• **SOURCE PASSAGE**
* start *

Now lets subset the data frame so we only have the features of interest.

Given there are twice as many text features compared to non-text features, and the fact that I'm lazy efficient, I'll create a list of the features I don't want

numeric = ['par_rating', 'kids_rating', 'csm_rating', 'number_of_pages', "publisher's_recommended_ages", "publication_date", "last_updated"]

and use it to keep the features I do want.

df_strings = df.drop(df[numeric], axis=1)

Voila!

df_strings.head().T
0 1 2 3 4
title The Third Twin Small Damages The School for Good and Evil, Book 1 Agent of Chaos: The X-Files Origins, Book 1 Crossing Ebenezer Creek
description Gripping thriller skimps on character developm... Luminous story of pregnant teen's summer in Sp... Fractured fairy tale has plenty of twists for ... Series pictures Mulder as teen, captures essen... Heartbreaking novel follows freed slaves on Sh...
plot Twins Ava and Alexa "Lexi" Rios live in an aff... It's the summer of 1996, which 18-year-old Ken... When best friends Sophie and Agatha are stolen... Set in 1979, AGENT OF CHAOS follows a 17-year-... CROSSING EBENEZER CREEK is a YA novel from awa...
csm_review THE THIRD TWIN has an interesting, compelling ... This could well have been a minefield of clich... The School for Good and Evil is no run-of-the-... Popular TV characters don't always make a smoo... Beautifully written and poetically rendered, t...

* end *

• **SOURCE EXCERPT**
* start *

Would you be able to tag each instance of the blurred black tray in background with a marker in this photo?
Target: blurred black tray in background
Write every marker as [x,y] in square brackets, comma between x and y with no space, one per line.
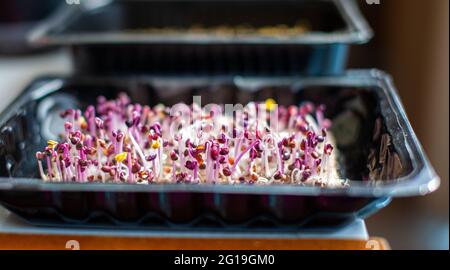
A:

* end *

• **WHAT THE TASK REQUIRES**
Extend the tutorial on keeping only the text features of the book data frame, picking up after its last line. The data shown here is separate from the tutorial on keeping the text features of a data frame.

• **RESULT OF THIS EXERCISE**
need_to_know Parents need to know that The Third Twin is a ... Parents need to know that Small Damages is nar... Parents need to know that The School for Good ... Parents need to know that Agent of Chaos: The ... Parents need to know that Crossing Ebenezer Cr...
author CJ Omololu Beth Kephart Soman Chainani Kami Garcia Tonya Bolden
genre Mystery Coming of Age Fairy Tale Science Fiction Historical Fiction
topics Adventures, Brothers and Sisters, Friendship, ... Friendship, History, Horses and Farm Animals Magic and Fantasy, Princesses, Fairies, Mermai... Magic and Fantasy, Adventures, Great Boy Role ... Friendship, History
book_type Fiction Fiction Fiction Fiction Fiction
publisher Delacorte Press Philomel HarperCollins Children's Books Imprint Bloomsbury Children's Books
available_on Nook, Hardback, iBooks, Kindle Nook, Hardback, iBooks, Kindle Nook, Audiobook (unabridged), Hardback, iBooks... Nook, Audiobook (abridged), Hardback, iBooks, ... Nook, Audiobook (unabridged), Hardback, Kindle
illustrator NaN NaN Iacopo Bruno NaN NaN
authors NaN NaN NaN NaN NaN
awards NaN NaN NaN NaN NaN
publishers NaN NaN NaN NaN NaN
award NaN NaN NaN NaN NaN
illustrators NaN NaN NaN NaN NaN

Clearly, the non-numeric data falls into two groups:

  • text
    • description
    • plot
    • csm_review
    • need_to_know
  • categories
    • author/authors
    • genre
    • award/awards
    • etc.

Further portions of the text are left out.